**EXTRACT PROVIDED:**
* * * *

The 2020 TransUnion Healthcare Annual Patient Survey found 80% of patients researched healthcare costs prior to receiving treatment.1 In addition to lower costs, they want greater convenience. In a recent PwC consumer survey, one-third of patients said they would have an MRI performed at a retail venue.2
Lab tests, for example, are an area of significant opportunity for greater patient convenience and satisfaction. Traditionally, a physician practice or other care site would send lab samples off-site for processing, leaving the patient to wait hours or days for results, or even send patients to an off-site reference lab for testing.
With point-of-care (POC) diagnostic analyzers, physician practices can secure rapid, accurate test results while the patient is still in the office. This allows for immediate diagnosis and commencement of appropriate treatment right then and there, which can support improved patient satisfaction with services and clinical outcomes.
“With financing, the provider can meet patient demands for speed and convenience while paying for POC equipment over time,” Lorenzini comments. “It presents a cost-effective way for practices to meet the growing demand among patients for immediate access to health status information.”
Examples of capital financing
When considering medical equipment financing, a customer would typically secure the financing in advance of product delivery, either on their own or with the help of the vendor. However, to accommodate a changing business landscape, lenders are presenting healthcare capital management options that can be implemented after a purchase has taken place.

* * * *

**RECORDS SHOWN:**

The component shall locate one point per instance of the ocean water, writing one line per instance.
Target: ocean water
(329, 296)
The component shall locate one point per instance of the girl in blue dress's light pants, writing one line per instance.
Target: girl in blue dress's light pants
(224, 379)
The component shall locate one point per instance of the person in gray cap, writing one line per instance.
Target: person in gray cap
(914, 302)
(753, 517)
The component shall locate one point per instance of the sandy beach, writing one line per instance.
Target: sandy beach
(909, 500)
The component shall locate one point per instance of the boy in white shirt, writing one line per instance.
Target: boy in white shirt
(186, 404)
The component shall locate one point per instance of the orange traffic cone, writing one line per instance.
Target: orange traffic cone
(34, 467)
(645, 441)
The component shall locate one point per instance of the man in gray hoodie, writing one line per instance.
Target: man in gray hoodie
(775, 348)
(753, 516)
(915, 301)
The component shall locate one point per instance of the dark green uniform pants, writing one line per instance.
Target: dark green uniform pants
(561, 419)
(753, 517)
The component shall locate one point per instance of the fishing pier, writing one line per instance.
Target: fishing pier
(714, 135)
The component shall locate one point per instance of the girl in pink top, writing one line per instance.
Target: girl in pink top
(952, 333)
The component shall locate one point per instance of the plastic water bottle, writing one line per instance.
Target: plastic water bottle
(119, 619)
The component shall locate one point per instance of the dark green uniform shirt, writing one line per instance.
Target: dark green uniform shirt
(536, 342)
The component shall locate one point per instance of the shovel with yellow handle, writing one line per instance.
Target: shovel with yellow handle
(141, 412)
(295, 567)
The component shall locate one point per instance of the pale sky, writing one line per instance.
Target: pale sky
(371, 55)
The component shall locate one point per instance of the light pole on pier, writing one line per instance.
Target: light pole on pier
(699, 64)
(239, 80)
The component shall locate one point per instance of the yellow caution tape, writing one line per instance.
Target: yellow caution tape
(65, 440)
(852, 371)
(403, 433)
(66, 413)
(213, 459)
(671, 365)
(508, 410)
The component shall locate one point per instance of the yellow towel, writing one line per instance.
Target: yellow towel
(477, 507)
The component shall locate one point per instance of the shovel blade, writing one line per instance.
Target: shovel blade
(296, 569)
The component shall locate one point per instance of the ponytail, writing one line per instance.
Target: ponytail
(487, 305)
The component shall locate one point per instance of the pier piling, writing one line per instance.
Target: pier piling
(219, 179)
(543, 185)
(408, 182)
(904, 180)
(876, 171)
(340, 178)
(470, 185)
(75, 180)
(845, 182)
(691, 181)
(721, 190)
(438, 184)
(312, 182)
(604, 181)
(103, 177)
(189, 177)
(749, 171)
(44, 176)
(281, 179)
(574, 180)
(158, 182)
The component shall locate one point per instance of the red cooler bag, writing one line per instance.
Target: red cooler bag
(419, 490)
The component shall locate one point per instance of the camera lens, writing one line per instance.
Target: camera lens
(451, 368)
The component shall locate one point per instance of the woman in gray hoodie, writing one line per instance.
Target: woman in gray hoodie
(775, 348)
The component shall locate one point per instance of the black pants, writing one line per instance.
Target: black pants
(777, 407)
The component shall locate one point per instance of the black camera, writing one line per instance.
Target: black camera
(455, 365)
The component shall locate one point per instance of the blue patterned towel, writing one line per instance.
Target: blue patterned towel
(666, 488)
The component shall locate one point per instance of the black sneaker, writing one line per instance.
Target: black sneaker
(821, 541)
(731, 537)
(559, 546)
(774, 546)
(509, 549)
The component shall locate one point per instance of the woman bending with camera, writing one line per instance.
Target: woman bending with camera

* * * *

**TASK ITEM:**
Continue the text on financing point-of-care medical equipment from its last sentence. The listing above is separate material and has no connection to the text on healthcare equipment financing.

**TASK ANSWER:**
“When securing a quote for the purchase of new medical or lab equipment, ask your manufacturer or vendor sales reps to provide both a price for outright purchase and another one that shows a price for ‘financing,’” Lorenzini advises.
Invoiced for equipment but wants to keep cash on hand
Take for instance a scenario where a healthcare practice ordered equipment as a cash sale and then after billing decided it was better to keep the cash in the business and wanted to convert the order to financing. Lorenzini describes how she recently helped a practice navigate this challenge.
“A surgeon came to me after he had spent $300k on instrument washers/sterilizers from a manufacturer for his newly built surgery center. I was able to remove that purchase from his project financing line of credit. A lender within my network financed the order that was already paid for by paying off the surgeon’s primary bank. This allowed the surgeon to close on a much larger $5M project financing with his own bank.”
Paid cash for equipment but now requires liquid assets
Another common scenario is when a practice has contracted with a manufacturer or vendor to purchase equipment through a cash sale but hasn’t yet ordered or received the equipment. In this case, Lorenzini says she can arrange a lease where the bank is invoiced instead of the customer by arranging a finance agreement between the practice and the bank.
“In this scenario, the customer typically does either a fair market value lease (no ownership transfer at the end) or a $1 buyout lease,” Lorenzini explains. “The customer works with their equipment salesperson to configure the order and then gets lease approval before the order is placed. Once the order ships, the lender is billed, the customer accepts the start of the lease and payments begin.”
Needs some time before making first payment
An additional situation that Lorenzini commonly sees is a practice that’s purchased equipment to launch a new site or expand an existing one but anticipates that it will take some time before becoming entirely operational. In this case, she can facilitate a deferred payment arrangement, one of the benefits of long-term financing.
“A lab set up, for example, can take some time to become fully functional,” says Lorenzini. “Therefore, a 60-to 90-day deferred payment start can provide some relief before revenue is being realized.”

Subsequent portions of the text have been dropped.